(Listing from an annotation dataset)
******************************
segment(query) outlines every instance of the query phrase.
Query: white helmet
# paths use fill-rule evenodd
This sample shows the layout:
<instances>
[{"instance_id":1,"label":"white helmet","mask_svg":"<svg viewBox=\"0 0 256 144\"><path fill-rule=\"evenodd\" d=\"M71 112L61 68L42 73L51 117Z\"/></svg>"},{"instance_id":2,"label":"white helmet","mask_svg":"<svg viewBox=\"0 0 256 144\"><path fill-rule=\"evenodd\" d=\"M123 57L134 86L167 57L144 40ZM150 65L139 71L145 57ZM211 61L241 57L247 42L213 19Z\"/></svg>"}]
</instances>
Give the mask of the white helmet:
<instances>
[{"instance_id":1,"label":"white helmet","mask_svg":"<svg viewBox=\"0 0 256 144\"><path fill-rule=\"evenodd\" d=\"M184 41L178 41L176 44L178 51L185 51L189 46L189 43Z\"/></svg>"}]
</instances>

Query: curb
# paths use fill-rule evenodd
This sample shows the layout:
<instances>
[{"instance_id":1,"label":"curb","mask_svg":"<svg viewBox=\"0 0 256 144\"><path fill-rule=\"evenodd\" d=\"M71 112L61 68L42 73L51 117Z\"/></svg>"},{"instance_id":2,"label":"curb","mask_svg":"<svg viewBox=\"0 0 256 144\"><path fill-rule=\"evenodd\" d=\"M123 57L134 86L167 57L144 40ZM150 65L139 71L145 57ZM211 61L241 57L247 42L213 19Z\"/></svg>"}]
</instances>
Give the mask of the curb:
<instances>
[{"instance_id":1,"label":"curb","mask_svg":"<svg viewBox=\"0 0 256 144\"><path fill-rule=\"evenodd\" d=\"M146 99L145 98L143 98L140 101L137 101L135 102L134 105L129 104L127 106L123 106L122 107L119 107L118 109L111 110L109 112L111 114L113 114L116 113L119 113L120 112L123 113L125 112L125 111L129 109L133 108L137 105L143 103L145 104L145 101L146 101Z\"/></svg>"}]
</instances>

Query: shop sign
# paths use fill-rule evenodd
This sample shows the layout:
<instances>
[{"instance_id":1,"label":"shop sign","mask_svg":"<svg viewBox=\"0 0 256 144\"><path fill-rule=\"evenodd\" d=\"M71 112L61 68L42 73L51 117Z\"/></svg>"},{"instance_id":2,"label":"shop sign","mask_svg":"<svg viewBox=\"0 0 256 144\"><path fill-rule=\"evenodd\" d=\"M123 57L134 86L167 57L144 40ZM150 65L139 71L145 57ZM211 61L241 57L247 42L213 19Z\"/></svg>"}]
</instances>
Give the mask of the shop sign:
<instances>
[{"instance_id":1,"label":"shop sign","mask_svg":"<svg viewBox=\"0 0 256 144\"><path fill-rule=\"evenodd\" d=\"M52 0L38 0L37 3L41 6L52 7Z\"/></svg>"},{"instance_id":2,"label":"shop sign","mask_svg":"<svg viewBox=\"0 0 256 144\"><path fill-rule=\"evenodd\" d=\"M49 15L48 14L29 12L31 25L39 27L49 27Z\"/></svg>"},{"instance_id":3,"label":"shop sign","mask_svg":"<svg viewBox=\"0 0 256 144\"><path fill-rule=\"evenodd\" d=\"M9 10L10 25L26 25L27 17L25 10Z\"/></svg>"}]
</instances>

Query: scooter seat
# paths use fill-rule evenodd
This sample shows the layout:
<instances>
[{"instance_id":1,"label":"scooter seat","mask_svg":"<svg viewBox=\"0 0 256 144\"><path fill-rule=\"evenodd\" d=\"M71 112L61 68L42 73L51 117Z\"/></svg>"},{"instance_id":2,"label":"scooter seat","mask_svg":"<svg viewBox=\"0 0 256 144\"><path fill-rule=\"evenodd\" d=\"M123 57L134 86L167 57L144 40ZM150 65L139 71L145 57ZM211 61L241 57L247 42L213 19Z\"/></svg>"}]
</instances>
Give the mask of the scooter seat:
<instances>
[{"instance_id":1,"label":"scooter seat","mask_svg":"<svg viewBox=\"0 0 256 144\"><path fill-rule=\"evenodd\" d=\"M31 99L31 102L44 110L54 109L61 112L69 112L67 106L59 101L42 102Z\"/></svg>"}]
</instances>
******************************
Swap each "sample" in the listing for "example" and leave everything else as it is.

THE RESULT →
segment(query) outlines every instance of the query phrase.
Query: white helmet
# paths use fill-rule evenodd
This example shows the layout:
<instances>
[{"instance_id":1,"label":"white helmet","mask_svg":"<svg viewBox=\"0 0 256 144\"><path fill-rule=\"evenodd\" d=\"M71 112L61 68L42 73L51 117Z\"/></svg>"},{"instance_id":2,"label":"white helmet","mask_svg":"<svg viewBox=\"0 0 256 144\"><path fill-rule=\"evenodd\" d=\"M123 57L134 86L167 57L144 40ZM150 65L139 71L145 57ZM211 61L241 57L247 42L213 19Z\"/></svg>"}]
</instances>
Give the mask of the white helmet:
<instances>
[{"instance_id":1,"label":"white helmet","mask_svg":"<svg viewBox=\"0 0 256 144\"><path fill-rule=\"evenodd\" d=\"M184 41L178 41L176 44L178 51L185 51L189 46L189 43Z\"/></svg>"}]
</instances>

Query: curb
# paths use fill-rule evenodd
This example shows the layout:
<instances>
[{"instance_id":1,"label":"curb","mask_svg":"<svg viewBox=\"0 0 256 144\"><path fill-rule=\"evenodd\" d=\"M71 112L61 68L42 73L51 117Z\"/></svg>"},{"instance_id":2,"label":"curb","mask_svg":"<svg viewBox=\"0 0 256 144\"><path fill-rule=\"evenodd\" d=\"M123 57L134 86L167 57L144 40ZM150 65L139 71L145 57ZM211 61L241 57L247 42L213 19Z\"/></svg>"}]
</instances>
Give the mask of the curb:
<instances>
[{"instance_id":1,"label":"curb","mask_svg":"<svg viewBox=\"0 0 256 144\"><path fill-rule=\"evenodd\" d=\"M146 99L145 98L143 98L140 101L137 101L135 102L134 105L129 104L127 106L123 106L122 107L119 107L118 109L111 110L109 112L111 114L113 114L116 113L119 113L120 112L123 113L125 112L125 111L129 109L133 108L137 105L143 103L145 104L145 101L146 101Z\"/></svg>"}]
</instances>

Query: shop sign
# paths use fill-rule evenodd
This example shows the layout:
<instances>
[{"instance_id":1,"label":"shop sign","mask_svg":"<svg viewBox=\"0 0 256 144\"><path fill-rule=\"evenodd\" d=\"M71 112L61 68L42 73L51 117Z\"/></svg>"},{"instance_id":2,"label":"shop sign","mask_svg":"<svg viewBox=\"0 0 256 144\"><path fill-rule=\"evenodd\" d=\"M123 57L134 86L167 57L144 40ZM150 65L139 71L145 57ZM211 61L241 57L247 42L213 19Z\"/></svg>"}]
</instances>
Give the mask of the shop sign:
<instances>
[{"instance_id":1,"label":"shop sign","mask_svg":"<svg viewBox=\"0 0 256 144\"><path fill-rule=\"evenodd\" d=\"M52 0L38 0L37 3L41 6L52 7Z\"/></svg>"},{"instance_id":2,"label":"shop sign","mask_svg":"<svg viewBox=\"0 0 256 144\"><path fill-rule=\"evenodd\" d=\"M49 15L48 14L29 12L31 25L39 27L49 27Z\"/></svg>"},{"instance_id":3,"label":"shop sign","mask_svg":"<svg viewBox=\"0 0 256 144\"><path fill-rule=\"evenodd\" d=\"M9 10L10 25L26 25L27 17L25 10Z\"/></svg>"}]
</instances>

Query: scooter seat
# paths use fill-rule evenodd
This example shows the layout:
<instances>
[{"instance_id":1,"label":"scooter seat","mask_svg":"<svg viewBox=\"0 0 256 144\"><path fill-rule=\"evenodd\" d=\"M71 112L61 68L42 73L51 117Z\"/></svg>"},{"instance_id":2,"label":"scooter seat","mask_svg":"<svg viewBox=\"0 0 256 144\"><path fill-rule=\"evenodd\" d=\"M123 57L134 86L167 57L144 40ZM150 65L139 71L145 57ZM211 61L241 57L247 42L213 19Z\"/></svg>"}]
</instances>
Give the mask of the scooter seat:
<instances>
[{"instance_id":1,"label":"scooter seat","mask_svg":"<svg viewBox=\"0 0 256 144\"><path fill-rule=\"evenodd\" d=\"M31 99L31 102L44 110L54 109L61 112L69 112L67 106L59 101L42 102Z\"/></svg>"}]
</instances>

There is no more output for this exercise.